**Exercise description:** Please turn the lines below, from the one containing "Point out the blue ocean" through the one containing "x=293 y=108", both included, into a numbered list with no blank lines. Leave the pictures out of your answer.

**Records shown:**

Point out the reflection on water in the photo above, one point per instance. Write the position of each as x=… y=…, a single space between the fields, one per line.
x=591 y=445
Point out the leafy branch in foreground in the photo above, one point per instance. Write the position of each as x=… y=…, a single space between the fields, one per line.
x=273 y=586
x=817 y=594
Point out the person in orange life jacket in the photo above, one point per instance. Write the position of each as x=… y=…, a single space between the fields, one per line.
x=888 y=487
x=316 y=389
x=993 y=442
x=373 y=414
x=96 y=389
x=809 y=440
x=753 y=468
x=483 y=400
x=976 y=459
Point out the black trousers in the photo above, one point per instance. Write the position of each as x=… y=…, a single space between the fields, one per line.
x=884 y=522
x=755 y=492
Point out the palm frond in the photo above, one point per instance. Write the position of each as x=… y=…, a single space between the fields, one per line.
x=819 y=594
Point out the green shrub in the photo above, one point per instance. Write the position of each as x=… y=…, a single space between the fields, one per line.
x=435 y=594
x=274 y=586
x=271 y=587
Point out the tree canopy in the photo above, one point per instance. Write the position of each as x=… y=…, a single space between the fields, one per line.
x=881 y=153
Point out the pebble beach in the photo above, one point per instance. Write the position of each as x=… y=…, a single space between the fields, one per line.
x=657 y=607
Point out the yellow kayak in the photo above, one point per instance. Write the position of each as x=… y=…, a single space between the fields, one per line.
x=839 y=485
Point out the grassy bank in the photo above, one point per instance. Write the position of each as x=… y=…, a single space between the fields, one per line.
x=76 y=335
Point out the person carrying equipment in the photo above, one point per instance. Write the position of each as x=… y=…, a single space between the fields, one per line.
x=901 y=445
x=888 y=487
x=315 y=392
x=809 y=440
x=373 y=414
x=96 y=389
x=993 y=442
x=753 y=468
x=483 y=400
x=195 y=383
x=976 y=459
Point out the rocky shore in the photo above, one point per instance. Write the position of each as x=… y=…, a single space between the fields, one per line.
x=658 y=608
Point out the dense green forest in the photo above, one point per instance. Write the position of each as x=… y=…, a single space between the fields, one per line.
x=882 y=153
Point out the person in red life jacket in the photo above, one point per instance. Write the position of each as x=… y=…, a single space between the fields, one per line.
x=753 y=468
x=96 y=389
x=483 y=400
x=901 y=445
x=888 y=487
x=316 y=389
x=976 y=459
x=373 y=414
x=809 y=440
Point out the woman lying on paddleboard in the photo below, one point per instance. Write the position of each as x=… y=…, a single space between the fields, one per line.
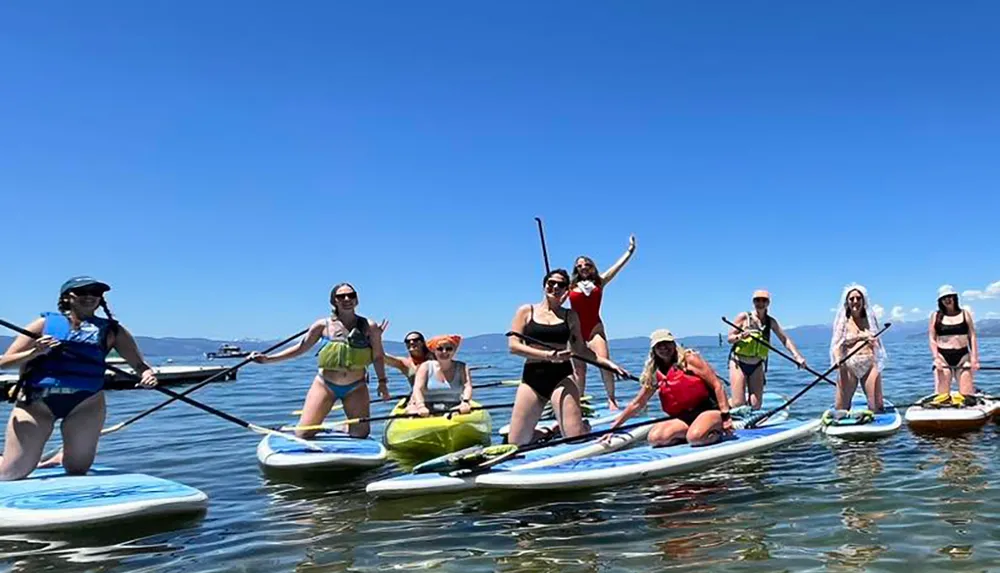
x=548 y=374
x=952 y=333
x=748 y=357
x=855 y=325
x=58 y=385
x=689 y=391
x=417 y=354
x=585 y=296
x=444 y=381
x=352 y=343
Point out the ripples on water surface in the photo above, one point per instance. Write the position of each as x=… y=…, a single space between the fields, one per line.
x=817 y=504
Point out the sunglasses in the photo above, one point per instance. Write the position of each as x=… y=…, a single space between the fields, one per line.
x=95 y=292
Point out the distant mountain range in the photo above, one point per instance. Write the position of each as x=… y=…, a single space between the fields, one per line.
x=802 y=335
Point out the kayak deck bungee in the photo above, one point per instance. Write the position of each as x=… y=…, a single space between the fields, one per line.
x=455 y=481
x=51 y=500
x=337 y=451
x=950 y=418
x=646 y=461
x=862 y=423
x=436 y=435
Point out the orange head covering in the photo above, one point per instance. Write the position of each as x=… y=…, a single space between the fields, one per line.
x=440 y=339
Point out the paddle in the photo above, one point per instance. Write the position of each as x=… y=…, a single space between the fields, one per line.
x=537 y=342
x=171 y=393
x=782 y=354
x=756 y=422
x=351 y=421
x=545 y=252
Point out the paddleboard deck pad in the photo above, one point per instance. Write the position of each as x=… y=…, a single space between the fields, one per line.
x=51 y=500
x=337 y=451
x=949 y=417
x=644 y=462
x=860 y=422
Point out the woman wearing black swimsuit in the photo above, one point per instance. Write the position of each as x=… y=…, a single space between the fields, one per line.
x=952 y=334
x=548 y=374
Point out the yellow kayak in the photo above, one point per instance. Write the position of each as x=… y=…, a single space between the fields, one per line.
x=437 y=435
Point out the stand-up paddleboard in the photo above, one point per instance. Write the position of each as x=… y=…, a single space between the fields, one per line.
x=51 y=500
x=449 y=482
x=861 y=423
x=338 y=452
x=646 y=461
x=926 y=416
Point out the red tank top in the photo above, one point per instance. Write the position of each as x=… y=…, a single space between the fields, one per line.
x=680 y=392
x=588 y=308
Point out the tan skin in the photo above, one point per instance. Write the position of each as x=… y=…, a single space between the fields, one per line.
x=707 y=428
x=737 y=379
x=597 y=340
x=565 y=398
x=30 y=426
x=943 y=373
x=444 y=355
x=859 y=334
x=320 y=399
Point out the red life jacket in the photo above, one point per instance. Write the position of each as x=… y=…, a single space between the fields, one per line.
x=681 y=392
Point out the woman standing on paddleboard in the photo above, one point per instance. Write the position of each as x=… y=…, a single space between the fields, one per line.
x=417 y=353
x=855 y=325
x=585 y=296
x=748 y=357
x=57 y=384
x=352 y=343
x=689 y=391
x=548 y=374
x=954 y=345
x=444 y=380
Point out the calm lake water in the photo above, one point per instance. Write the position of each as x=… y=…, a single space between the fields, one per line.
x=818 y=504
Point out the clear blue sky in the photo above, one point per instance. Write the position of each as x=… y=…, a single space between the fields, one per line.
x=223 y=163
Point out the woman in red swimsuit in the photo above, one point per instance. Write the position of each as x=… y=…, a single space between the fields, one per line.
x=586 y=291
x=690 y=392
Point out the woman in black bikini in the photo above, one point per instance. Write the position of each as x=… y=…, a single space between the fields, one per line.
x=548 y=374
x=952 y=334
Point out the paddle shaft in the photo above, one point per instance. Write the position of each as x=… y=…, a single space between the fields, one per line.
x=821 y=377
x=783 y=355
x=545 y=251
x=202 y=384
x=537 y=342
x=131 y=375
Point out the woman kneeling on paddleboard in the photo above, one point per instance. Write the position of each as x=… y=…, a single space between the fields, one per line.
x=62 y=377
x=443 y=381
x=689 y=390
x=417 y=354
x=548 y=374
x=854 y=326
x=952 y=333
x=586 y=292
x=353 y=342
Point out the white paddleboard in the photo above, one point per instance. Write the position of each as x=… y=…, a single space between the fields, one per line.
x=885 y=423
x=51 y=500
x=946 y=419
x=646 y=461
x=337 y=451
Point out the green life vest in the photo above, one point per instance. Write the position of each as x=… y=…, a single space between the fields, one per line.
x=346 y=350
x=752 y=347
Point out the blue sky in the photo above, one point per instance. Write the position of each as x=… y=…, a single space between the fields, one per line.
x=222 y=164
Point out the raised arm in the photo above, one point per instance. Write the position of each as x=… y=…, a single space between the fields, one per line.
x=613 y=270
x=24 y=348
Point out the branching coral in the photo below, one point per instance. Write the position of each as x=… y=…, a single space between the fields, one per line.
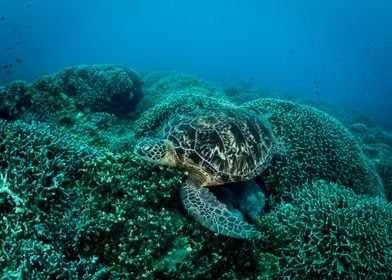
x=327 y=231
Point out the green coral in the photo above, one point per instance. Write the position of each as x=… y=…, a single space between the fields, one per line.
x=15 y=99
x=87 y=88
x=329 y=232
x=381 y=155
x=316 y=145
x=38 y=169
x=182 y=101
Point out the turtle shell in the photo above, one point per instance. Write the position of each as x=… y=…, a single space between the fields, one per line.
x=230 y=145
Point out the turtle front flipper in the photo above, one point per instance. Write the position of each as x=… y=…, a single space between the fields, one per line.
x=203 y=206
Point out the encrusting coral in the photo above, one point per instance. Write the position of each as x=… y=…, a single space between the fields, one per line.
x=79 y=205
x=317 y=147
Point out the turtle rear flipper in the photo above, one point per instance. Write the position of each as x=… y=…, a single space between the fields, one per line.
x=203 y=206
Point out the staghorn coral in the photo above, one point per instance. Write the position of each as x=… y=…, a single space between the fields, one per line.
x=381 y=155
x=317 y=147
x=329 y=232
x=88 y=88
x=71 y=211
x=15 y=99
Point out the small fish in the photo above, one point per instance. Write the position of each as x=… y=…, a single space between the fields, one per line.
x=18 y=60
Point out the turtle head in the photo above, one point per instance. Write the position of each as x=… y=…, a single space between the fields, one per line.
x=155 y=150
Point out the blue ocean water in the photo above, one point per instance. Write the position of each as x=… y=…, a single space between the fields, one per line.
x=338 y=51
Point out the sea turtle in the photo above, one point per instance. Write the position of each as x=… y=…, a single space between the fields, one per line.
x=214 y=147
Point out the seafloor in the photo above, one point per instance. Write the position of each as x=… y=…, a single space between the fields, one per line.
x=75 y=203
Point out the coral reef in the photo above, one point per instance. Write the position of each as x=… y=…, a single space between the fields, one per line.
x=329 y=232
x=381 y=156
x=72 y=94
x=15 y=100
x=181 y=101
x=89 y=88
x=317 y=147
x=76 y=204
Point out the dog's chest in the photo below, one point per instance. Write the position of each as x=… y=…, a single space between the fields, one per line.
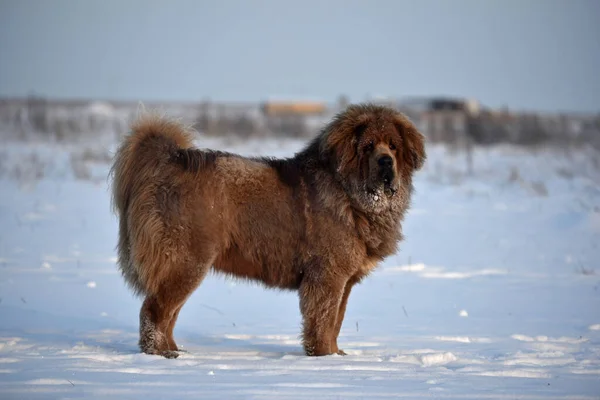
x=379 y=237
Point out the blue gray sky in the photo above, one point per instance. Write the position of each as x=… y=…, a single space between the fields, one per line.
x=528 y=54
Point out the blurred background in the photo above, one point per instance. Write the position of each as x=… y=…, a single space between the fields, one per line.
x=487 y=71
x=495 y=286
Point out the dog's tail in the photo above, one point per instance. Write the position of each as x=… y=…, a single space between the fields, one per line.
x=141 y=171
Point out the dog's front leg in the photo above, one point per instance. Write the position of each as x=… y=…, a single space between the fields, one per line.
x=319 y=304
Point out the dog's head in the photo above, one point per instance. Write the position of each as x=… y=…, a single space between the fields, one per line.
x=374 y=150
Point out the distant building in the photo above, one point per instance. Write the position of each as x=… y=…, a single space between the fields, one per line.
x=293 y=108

--

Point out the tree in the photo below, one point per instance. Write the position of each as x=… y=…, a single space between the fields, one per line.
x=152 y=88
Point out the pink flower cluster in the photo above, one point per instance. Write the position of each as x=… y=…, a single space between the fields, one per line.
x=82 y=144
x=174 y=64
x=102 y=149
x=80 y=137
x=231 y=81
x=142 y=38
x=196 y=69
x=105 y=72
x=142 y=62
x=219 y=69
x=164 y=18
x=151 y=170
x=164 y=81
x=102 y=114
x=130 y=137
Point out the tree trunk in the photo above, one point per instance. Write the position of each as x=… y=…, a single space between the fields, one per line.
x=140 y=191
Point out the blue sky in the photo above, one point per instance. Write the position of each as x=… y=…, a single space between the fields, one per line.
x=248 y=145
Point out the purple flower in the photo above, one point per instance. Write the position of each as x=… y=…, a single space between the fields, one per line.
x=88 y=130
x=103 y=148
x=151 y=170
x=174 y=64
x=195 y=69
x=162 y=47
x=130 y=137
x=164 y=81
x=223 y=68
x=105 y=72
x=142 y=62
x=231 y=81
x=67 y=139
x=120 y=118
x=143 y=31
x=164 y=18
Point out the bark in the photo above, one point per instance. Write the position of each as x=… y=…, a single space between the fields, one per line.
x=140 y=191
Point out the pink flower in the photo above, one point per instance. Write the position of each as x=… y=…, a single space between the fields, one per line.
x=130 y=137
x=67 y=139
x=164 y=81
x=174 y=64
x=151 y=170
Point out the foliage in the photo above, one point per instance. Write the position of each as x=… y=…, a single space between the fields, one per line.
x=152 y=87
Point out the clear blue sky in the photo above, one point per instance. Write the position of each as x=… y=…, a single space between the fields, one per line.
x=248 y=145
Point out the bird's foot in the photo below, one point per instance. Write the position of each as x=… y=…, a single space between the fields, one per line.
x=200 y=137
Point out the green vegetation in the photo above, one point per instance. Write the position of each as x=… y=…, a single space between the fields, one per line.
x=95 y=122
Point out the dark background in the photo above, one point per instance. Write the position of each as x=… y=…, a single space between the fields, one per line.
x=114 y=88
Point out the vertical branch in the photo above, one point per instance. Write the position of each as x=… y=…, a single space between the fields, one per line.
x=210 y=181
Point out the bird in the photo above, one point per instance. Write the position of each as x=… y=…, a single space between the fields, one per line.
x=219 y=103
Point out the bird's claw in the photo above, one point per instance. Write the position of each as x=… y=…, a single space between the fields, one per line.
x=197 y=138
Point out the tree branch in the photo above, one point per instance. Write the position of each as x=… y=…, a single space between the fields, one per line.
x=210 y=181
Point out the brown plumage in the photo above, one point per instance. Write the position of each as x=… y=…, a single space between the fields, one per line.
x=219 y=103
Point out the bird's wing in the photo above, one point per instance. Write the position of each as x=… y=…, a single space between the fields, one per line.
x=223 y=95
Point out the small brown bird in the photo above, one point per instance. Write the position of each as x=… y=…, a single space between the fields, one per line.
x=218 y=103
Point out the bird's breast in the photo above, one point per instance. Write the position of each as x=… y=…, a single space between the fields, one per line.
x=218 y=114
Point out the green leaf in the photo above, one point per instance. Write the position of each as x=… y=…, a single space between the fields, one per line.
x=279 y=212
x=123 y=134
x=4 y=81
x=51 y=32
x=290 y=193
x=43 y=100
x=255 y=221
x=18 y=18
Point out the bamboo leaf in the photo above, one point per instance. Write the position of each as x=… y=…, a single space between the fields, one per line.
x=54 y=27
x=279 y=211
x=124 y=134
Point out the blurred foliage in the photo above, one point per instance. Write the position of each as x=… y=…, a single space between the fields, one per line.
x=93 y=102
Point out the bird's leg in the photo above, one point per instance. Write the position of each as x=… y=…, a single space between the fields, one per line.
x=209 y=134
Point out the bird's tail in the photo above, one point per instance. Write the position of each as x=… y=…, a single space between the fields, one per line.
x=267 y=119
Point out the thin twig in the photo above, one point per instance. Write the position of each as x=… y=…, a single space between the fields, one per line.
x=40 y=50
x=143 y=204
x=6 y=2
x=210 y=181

---

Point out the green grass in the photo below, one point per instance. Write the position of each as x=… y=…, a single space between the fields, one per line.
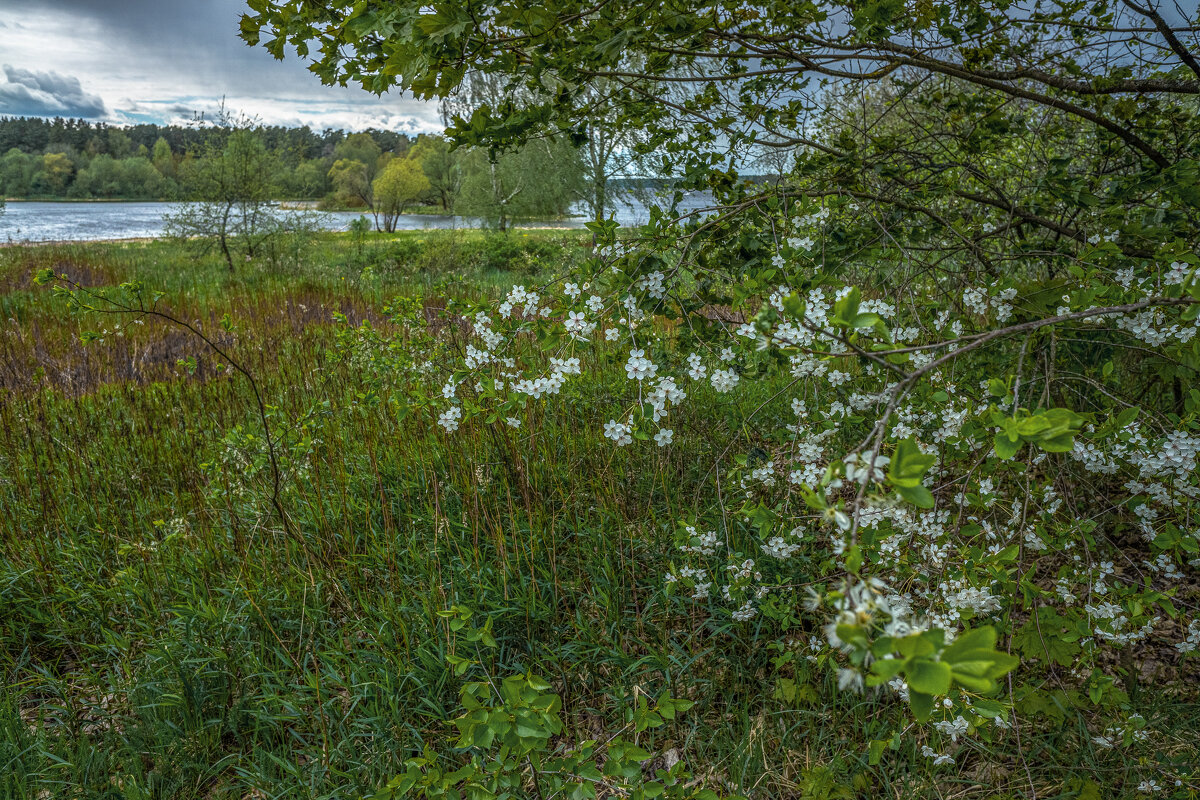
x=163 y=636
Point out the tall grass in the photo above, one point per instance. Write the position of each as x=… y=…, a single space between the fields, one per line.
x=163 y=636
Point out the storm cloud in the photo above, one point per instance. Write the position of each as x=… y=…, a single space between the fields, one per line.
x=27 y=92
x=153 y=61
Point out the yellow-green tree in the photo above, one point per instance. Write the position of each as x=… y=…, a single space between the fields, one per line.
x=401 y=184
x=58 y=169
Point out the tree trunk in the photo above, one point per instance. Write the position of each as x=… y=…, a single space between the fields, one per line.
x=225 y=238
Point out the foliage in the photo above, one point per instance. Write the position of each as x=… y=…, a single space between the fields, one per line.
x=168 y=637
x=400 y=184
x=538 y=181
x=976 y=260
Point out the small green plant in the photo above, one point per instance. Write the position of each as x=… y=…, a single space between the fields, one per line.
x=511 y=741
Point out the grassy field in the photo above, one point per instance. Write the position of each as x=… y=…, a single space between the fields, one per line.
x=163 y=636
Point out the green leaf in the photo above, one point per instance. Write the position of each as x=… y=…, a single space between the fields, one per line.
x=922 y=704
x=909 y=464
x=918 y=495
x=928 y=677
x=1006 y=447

**Response below:**
1. Point out the blue ocean water in the photo above, one point per instance. Write the position of each as x=… y=…, a single space between the fields, one per line.
2. x=338 y=51
3. Point out the sea turtle in the photo above, one point per instance. Write the position of each as x=… y=…, a single space between the fields, one per line.
4. x=214 y=147
5. Point out the seafloor in the photo above, one point per instance. Write the position of each as x=… y=…, a single space between the fields, one per line.
6. x=75 y=203
7. Point out the coral reef in the photo above, one point per instance. Write the position of each as x=… y=…, a single space between the fields, one per line.
8. x=329 y=232
9. x=381 y=156
10. x=72 y=94
11. x=15 y=100
12. x=181 y=101
13. x=89 y=88
14. x=317 y=147
15. x=76 y=204
16. Point out the dog's chest in the photo below, one point per instance. Write the position of each as x=… y=…, a single space between the fields, one per line.
17. x=379 y=237
18. Point out the blue gray sky in the photo above, one point per instance. Write the position of each as x=… y=…, a single space between the fields, one per line.
19. x=528 y=54
20. Point out the blurred background in the photo above, one point per instance. Write the position of each as x=… y=…, a single space between the fields, one per line.
21. x=487 y=71
22. x=495 y=286
23. Point out the dog's tail in the photo above, one point per instance. Write the position of each as x=… y=…, a single space between the fields, one per line.
24. x=141 y=171
25. Point out the dog's front leg in the photo above, one point per instance. Write the position of each as x=… y=…, a single space between the fields, one per line.
26. x=319 y=304
27. Point out the dog's head in the photo above, one point per instance. Write the position of each as x=… y=…, a single space between the fields, one per line.
28. x=374 y=150
29. Point out the distant building in the photo above, one point per instance. Write the position of each as x=… y=…, a single space between the fields, one per line.
30. x=293 y=108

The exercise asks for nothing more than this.